◆ YOUR INSTRUCTIONS
From the data, return each line holding the word "positive".

◆ DATA
--------

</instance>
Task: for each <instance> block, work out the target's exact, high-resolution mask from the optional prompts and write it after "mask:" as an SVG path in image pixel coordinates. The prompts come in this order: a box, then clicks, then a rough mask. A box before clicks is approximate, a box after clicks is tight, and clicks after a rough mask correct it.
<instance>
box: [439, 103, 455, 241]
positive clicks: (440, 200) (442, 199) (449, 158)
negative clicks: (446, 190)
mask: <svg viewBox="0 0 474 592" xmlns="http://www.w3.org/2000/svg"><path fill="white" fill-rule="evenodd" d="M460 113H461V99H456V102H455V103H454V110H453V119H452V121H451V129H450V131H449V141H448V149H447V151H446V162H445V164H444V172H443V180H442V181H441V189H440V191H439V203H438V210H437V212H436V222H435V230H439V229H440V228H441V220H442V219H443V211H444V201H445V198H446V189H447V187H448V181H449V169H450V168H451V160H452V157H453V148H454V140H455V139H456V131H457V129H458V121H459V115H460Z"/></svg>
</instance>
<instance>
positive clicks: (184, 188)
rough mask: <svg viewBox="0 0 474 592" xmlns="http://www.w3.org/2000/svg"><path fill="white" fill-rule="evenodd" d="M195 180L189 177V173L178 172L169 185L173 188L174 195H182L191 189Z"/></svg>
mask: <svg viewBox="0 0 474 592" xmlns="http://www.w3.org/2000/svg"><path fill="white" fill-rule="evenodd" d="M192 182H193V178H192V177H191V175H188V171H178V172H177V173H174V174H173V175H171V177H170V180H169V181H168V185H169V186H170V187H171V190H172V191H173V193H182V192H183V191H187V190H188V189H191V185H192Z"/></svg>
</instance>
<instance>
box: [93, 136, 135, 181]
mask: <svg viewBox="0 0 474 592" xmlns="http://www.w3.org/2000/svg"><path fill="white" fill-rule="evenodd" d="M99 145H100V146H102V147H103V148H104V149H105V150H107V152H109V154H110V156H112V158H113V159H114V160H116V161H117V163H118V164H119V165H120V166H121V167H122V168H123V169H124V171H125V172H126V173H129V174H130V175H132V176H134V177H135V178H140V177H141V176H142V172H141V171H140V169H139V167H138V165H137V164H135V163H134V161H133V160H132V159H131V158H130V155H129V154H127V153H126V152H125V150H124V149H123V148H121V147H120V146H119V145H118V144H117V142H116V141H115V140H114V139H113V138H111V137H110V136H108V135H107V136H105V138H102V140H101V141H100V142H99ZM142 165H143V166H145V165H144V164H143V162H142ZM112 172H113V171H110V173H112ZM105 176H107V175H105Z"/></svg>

--------

◆ EXERCISE RESPONSE
positive clicks: (440, 200) (442, 199) (449, 158)
positive clicks: (184, 188)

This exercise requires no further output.